Stored items
▼

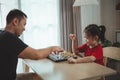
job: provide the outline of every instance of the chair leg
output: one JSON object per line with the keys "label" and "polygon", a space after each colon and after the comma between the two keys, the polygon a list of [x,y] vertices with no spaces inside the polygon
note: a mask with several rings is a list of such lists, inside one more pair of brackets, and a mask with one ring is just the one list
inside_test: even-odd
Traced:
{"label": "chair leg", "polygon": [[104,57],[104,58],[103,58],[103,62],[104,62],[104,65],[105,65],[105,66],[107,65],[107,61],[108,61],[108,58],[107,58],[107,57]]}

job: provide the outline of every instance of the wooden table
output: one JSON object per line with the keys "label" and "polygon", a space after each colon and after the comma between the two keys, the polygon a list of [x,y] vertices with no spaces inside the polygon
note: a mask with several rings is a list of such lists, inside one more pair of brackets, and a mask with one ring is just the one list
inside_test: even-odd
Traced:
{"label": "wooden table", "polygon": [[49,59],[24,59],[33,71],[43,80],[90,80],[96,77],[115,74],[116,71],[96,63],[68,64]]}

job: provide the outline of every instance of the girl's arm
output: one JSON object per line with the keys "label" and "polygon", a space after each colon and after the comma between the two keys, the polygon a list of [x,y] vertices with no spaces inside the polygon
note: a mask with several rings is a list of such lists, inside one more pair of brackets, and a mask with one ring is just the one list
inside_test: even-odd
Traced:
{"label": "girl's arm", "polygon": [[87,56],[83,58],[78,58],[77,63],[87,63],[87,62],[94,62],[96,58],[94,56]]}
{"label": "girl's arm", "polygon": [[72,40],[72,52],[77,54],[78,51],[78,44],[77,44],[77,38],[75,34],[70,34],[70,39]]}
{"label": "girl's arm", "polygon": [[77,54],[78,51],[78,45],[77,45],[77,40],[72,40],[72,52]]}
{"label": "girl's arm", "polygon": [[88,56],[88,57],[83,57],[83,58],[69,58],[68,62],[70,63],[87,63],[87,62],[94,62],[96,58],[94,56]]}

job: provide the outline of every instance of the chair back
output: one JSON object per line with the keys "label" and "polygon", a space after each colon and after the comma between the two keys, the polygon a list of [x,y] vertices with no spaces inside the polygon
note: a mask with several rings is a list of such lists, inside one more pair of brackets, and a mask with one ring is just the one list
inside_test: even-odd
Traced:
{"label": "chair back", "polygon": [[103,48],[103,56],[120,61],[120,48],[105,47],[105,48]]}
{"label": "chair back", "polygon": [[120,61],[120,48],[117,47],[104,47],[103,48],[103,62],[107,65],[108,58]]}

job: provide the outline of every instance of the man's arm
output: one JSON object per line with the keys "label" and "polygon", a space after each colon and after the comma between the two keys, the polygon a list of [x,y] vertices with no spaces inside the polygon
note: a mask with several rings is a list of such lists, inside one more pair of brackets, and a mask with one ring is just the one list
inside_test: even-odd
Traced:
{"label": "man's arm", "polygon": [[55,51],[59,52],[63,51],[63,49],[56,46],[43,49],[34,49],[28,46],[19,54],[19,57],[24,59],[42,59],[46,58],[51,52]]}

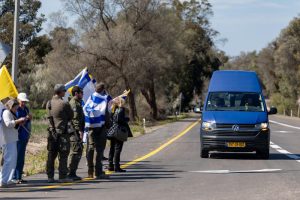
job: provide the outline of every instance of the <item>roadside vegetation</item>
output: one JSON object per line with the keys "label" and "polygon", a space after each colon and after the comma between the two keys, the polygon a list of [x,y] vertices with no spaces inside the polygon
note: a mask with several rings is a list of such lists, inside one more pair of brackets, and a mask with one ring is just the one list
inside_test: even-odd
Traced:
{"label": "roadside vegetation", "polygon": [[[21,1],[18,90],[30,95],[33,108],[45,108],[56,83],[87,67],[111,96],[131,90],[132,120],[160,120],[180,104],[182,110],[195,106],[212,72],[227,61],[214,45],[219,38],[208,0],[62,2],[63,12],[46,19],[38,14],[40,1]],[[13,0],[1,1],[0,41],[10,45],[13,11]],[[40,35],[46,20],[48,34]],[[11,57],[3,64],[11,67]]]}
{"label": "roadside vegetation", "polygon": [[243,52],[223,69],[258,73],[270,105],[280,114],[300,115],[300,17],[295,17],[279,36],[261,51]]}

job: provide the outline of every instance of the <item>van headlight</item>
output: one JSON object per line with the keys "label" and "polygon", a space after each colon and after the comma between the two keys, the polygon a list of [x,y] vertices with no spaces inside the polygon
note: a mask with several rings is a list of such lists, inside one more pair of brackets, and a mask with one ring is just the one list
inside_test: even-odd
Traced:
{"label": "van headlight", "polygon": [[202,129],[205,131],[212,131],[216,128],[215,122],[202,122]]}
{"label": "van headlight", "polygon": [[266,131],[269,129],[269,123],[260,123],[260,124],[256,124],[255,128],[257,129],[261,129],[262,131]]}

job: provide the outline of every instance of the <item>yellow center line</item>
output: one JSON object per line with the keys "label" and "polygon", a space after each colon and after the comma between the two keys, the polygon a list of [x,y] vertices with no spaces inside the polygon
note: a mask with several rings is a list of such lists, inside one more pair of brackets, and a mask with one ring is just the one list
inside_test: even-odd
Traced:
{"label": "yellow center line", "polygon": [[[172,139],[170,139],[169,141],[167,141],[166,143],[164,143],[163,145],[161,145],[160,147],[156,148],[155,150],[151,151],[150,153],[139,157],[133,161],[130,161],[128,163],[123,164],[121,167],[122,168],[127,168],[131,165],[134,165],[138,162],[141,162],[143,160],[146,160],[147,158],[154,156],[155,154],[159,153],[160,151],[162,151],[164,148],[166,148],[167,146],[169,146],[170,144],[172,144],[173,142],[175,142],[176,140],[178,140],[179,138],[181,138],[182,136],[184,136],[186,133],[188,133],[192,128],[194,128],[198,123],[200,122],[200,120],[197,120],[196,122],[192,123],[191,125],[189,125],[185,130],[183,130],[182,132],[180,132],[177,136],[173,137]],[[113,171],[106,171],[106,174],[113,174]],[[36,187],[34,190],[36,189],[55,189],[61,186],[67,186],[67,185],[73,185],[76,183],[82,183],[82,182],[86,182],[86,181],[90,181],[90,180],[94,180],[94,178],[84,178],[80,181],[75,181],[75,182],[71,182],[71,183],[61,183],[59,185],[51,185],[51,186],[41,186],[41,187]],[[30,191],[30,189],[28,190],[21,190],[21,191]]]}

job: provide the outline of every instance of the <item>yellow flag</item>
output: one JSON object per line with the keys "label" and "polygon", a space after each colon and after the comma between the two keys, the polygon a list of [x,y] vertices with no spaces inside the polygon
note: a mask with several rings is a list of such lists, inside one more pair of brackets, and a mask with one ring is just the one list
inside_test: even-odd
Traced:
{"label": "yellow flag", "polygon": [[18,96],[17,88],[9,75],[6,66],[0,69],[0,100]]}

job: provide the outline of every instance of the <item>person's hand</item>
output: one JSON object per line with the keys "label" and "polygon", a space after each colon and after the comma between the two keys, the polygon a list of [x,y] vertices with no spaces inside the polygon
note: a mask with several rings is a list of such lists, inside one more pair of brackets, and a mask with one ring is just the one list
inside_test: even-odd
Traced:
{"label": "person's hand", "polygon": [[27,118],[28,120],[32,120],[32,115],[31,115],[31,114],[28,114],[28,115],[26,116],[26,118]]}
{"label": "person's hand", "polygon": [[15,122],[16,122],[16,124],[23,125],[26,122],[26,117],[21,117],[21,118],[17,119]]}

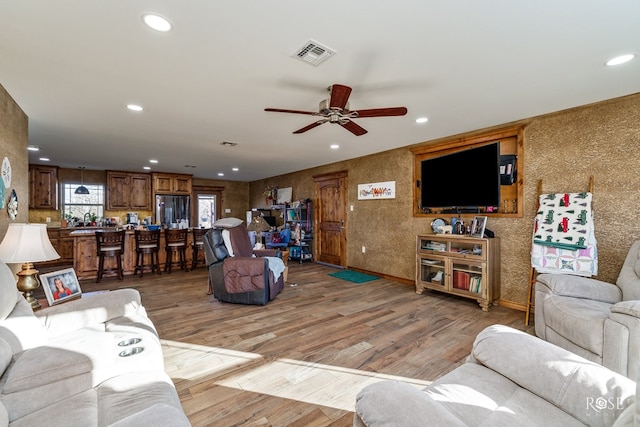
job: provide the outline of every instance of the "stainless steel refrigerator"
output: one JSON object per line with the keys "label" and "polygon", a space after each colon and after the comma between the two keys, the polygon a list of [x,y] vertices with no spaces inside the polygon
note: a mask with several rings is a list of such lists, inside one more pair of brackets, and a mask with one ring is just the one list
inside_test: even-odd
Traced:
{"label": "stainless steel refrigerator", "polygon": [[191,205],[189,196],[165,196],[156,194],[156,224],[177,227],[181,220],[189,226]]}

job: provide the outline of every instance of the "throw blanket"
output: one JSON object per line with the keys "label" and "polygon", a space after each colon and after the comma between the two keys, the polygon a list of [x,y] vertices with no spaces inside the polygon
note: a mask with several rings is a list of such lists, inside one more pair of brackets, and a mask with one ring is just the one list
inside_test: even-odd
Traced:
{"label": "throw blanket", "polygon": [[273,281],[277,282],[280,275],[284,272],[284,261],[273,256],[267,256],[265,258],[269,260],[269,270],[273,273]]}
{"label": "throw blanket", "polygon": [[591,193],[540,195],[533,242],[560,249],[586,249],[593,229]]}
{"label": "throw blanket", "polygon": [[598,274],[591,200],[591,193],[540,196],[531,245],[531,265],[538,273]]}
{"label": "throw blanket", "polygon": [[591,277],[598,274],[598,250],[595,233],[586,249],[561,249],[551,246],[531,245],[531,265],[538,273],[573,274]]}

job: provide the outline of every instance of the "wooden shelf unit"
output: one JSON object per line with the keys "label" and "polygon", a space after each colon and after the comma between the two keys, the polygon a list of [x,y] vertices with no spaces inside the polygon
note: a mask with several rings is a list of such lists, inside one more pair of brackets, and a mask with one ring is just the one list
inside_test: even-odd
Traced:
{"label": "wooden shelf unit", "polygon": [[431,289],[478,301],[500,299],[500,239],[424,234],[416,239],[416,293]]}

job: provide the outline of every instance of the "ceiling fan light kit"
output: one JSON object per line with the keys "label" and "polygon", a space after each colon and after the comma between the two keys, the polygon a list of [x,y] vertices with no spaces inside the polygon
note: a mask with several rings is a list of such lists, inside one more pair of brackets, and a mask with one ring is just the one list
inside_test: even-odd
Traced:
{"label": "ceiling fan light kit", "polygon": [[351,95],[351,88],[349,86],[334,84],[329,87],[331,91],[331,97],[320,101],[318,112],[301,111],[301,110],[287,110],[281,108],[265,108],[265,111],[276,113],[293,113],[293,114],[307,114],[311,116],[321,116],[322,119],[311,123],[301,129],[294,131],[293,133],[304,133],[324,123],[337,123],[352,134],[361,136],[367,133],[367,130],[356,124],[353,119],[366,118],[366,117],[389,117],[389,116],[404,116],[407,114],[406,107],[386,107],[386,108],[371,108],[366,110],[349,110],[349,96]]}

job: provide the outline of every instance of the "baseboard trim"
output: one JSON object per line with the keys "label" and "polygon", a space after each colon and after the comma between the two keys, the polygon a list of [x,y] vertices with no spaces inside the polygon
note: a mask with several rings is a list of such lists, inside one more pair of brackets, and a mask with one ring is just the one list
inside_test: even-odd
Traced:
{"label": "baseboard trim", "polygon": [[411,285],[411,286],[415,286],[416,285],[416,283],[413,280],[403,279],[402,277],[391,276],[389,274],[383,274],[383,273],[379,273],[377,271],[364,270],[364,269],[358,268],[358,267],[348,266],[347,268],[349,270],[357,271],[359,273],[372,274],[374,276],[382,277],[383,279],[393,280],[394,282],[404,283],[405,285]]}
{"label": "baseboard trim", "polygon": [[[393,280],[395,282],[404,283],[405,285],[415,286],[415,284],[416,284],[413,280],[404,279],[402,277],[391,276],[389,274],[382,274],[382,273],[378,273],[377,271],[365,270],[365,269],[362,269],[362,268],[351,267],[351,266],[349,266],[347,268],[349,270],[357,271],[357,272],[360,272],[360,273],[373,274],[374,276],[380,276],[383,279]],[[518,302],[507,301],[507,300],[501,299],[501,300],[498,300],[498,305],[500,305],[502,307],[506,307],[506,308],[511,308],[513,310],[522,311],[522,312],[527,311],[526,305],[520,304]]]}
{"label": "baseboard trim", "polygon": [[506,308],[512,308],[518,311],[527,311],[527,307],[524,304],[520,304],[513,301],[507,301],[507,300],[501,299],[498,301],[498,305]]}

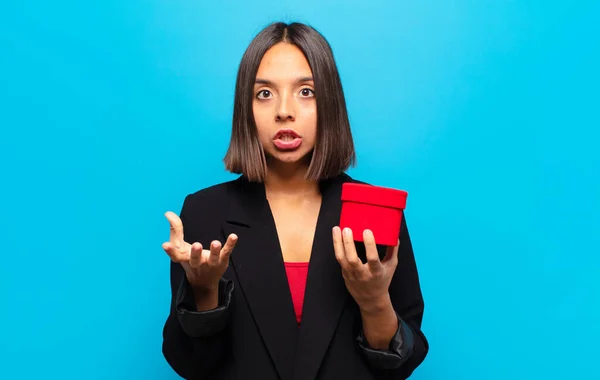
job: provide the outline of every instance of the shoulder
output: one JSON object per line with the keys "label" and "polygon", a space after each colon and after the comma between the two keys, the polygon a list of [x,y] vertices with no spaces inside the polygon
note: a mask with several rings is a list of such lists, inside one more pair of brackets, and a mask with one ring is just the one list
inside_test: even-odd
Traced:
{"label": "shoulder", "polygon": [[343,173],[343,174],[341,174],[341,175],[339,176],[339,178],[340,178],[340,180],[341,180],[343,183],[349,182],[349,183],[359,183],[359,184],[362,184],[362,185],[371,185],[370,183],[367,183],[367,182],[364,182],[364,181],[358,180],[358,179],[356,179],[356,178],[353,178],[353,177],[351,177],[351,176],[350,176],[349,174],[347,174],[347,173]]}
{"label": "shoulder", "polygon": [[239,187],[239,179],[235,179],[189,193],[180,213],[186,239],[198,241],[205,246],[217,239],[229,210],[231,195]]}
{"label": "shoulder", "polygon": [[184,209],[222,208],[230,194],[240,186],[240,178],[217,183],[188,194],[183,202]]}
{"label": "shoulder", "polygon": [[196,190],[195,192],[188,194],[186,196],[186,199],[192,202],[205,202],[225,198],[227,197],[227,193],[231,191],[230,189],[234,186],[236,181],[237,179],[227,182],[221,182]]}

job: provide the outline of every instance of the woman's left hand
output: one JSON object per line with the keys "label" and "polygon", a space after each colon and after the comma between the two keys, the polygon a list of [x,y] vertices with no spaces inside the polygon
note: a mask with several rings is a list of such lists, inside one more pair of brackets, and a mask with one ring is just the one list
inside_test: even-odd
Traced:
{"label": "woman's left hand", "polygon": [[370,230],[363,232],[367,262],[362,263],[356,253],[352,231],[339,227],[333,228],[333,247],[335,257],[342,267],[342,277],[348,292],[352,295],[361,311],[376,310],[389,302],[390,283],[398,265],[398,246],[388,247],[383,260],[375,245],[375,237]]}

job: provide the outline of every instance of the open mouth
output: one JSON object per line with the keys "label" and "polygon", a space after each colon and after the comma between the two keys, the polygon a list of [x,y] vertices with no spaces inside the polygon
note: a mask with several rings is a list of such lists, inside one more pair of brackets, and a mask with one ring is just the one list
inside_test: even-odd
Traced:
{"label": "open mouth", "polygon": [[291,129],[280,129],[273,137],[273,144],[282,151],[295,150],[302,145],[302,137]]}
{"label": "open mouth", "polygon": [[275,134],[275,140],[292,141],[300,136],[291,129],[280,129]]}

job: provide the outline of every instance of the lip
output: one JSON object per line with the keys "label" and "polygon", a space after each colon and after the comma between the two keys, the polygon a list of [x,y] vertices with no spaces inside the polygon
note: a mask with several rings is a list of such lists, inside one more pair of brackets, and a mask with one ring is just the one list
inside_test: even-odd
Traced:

▲

**REQUIRED ACTION:**
Transcribe the entries above exactly, from their first line through the line with "job: provide the outline of every instance of the girl's", and omit all pictures.

**SOLUTION TO THIS EXERCISE:**
job: provide the outline of every instance of the chair leg
output: one JSON object per line with the keys "label" and "polygon", a space after each colon and after the comma between the two keys, the polygon a list of [x,y] vertices with no spaces inside the polygon
note: a mask with several rings is a list of such lists, inside one more pair of brackets, and a mask with one ring is just the one list
inside_test: even-odd
Traced:
{"label": "chair leg", "polygon": [[104,57],[104,58],[103,58],[103,62],[104,62],[104,65],[105,65],[105,66],[107,65],[107,61],[108,61],[108,58],[107,58],[107,57]]}

job: provide the outline of every instance of the wooden table
output: one JSON object per line with the keys "label" and "polygon", a space after each colon and after the comma between the two keys, the polygon a list of [x,y] vertices with no spaces inside the polygon
note: a mask with several rings is a list of such lists, inside one more pair of brackets, and a mask with one ring is just the one list
inside_test: even-odd
Traced:
{"label": "wooden table", "polygon": [[49,59],[24,59],[33,71],[43,80],[90,80],[96,77],[115,74],[116,71],[96,63],[68,64]]}

job: provide the outline of every instance of the girl's arm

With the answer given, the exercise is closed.